───── DATASET CONTENT ─────

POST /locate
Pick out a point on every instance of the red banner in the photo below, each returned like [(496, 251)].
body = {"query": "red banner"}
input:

─────
───── DATASET CONTENT ─────

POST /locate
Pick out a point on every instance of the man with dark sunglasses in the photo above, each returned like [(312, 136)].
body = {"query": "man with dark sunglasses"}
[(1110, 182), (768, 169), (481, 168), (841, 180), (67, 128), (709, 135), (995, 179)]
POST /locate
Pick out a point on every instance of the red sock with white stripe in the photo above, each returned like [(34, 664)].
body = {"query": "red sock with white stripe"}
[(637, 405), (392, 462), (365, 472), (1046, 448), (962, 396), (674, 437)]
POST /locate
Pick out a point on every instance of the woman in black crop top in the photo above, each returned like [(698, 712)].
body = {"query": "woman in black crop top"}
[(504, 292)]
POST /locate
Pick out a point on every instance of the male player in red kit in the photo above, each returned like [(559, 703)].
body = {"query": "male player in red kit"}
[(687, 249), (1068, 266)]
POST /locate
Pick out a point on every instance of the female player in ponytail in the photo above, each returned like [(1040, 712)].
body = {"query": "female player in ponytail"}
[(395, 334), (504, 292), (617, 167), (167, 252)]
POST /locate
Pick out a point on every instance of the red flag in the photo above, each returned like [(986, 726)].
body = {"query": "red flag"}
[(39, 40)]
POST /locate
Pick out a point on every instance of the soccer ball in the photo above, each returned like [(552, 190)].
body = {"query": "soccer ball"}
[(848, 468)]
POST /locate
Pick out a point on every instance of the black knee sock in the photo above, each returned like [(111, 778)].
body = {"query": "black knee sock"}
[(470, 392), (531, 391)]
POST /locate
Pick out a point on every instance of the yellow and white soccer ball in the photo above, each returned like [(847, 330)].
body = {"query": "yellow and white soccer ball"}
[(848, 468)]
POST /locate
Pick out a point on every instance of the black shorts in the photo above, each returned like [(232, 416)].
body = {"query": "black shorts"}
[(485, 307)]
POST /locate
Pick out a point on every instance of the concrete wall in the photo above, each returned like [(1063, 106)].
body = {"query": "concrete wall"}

─────
───── DATASET CONTENT ─────

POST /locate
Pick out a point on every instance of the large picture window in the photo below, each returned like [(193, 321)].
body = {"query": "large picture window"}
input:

─────

» **EXERCISE BRIEF**
Collect every line of the records that holds the word "sunglasses".

» **RESULT FOR THIS EXERCISE**
Pick out a point on every instance of the man with dark sunglasses in the photo above, each returned like [(312, 136)].
body = {"query": "man with dark sunglasses"}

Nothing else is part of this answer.